Bolívar and the United States
The Works of the Alta Historian
As I prepared for the semester, I was going to leave this course (History of Latin America II) out of the revisions. But, as history often does, it rhymes, and with so much going on in Latin America, I decided that now would be the best time to find the intersection of Latin America’s past with its more recent history.
And on a side note, this course will not be about The Donald, but rather a look at how the relationship between the United States and Latin America has evolved. What has changed? What has remained consistent? What are the motivations of each party? These are the questions we will explore, along with poking, prauding, and, from time to time, debating our ideas with each other.
I hope that this course is unlike any other you’ve ever experienced. I don’t know if that will be a good or a bad thing when it is all said and done — but I am optimistic.
“Mr. Trump’s approach appears purely pragmatic: What is in it for the United States?”
Stronger control of the hemisphere, and particularly Latin America, promises major benefits. Ample natural resources, strategic security positions and lucrative markets are all in play.”

» **STORED DATA**
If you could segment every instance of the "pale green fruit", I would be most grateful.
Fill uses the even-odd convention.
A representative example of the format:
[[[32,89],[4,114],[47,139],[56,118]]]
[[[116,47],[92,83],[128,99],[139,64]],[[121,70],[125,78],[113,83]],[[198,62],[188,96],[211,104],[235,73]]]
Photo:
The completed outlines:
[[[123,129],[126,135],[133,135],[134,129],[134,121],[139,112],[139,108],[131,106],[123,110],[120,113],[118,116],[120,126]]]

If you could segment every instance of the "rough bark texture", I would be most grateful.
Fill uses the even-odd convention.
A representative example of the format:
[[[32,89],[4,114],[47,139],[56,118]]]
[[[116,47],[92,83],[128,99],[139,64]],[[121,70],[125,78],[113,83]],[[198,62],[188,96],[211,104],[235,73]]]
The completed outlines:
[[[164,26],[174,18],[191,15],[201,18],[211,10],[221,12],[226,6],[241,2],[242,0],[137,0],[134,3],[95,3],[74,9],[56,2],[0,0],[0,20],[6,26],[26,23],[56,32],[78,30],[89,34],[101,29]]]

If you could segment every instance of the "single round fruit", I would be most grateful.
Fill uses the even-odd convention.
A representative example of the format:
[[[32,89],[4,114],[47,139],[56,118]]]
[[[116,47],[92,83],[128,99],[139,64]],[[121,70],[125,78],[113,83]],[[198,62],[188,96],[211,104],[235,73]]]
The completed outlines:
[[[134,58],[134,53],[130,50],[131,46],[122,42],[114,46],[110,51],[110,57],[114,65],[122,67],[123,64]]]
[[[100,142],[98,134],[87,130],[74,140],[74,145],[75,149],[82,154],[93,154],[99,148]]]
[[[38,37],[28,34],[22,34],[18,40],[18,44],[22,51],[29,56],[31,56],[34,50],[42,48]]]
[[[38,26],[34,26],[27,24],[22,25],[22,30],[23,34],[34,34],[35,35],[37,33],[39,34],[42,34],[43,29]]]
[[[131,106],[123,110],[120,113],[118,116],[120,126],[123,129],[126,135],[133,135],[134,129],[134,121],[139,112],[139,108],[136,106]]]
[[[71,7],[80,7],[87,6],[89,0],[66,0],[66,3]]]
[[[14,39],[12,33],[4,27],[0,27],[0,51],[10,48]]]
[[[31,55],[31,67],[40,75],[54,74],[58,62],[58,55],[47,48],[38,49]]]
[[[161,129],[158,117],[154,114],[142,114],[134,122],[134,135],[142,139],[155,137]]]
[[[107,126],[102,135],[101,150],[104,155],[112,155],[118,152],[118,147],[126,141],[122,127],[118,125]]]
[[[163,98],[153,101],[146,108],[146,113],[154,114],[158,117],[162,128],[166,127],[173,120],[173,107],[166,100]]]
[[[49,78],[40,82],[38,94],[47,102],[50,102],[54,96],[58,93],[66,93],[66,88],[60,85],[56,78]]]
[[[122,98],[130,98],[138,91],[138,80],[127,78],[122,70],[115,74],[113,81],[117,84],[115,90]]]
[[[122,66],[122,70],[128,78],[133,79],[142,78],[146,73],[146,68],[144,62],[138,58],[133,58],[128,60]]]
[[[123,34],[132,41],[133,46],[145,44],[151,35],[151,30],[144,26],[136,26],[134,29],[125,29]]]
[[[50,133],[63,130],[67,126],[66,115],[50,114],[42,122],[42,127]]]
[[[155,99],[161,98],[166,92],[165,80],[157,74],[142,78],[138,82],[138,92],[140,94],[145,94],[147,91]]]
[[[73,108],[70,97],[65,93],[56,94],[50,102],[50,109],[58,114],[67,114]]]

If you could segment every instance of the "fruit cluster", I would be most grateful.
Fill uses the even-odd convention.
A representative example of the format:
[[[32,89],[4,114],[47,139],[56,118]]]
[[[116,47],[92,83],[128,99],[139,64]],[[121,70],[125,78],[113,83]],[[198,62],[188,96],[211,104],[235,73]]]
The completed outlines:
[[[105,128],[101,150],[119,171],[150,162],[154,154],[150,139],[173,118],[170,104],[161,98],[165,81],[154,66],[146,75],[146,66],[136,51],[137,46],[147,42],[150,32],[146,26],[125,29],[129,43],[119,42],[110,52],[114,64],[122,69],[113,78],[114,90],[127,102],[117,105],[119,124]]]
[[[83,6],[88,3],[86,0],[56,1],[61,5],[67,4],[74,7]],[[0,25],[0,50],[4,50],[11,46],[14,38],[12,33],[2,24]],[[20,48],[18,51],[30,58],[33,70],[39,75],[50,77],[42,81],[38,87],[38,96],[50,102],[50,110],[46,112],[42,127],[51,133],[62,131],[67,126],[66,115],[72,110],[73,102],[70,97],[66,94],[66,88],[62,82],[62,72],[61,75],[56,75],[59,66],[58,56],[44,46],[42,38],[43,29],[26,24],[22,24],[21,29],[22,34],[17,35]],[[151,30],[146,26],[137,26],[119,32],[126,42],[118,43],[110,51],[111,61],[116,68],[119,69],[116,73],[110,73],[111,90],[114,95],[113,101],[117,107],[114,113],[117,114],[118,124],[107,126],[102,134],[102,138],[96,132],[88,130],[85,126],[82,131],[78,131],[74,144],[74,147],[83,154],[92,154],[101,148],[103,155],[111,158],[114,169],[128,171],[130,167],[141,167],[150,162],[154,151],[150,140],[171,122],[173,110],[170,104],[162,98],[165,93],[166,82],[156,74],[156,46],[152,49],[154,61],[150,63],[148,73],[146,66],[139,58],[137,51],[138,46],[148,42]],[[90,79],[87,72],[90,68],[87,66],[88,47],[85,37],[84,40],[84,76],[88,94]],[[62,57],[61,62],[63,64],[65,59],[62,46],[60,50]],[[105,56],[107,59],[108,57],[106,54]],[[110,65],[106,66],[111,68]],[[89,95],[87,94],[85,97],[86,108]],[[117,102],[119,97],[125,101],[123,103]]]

» **WHAT IS REQUIRED**
Transcribe the post on Bolívar and the United States, shown above the data, word for word from start to finish.

» **FULL SOLUTION**
Bolívar and the United States
The Works of the Alta Historian
As I prepared for the semester, I was going to leave this course (History of Latin America II) out of the revisions. But, as history often does, it rhymes, and with so much going on in Latin America, I decided that now would be the best time to find the intersection of Latin America’s past with its more recent history.
And on a side note, this course will not be about The Donald, but rather a look at how the relationship between the United States and Latin America has evolved. What has changed? What has remained consistent? What are the motivations of each party? These are the questions we will explore, along with poking, prauding, and, from time to time, debating our ideas with each other.
I hope that this course is unlike any other you’ve ever experienced. I don’t know if that will be a good or a bad thing when it is all said and done — but I am optimistic.
“Mr. Trump’s approach appears purely pragmatic: What is in it for the United States?”
Stronger control of the hemisphere, and particularly Latin America, promises major benefits. Ample natural resources, strategic security positions and lucrative markets are all in play.”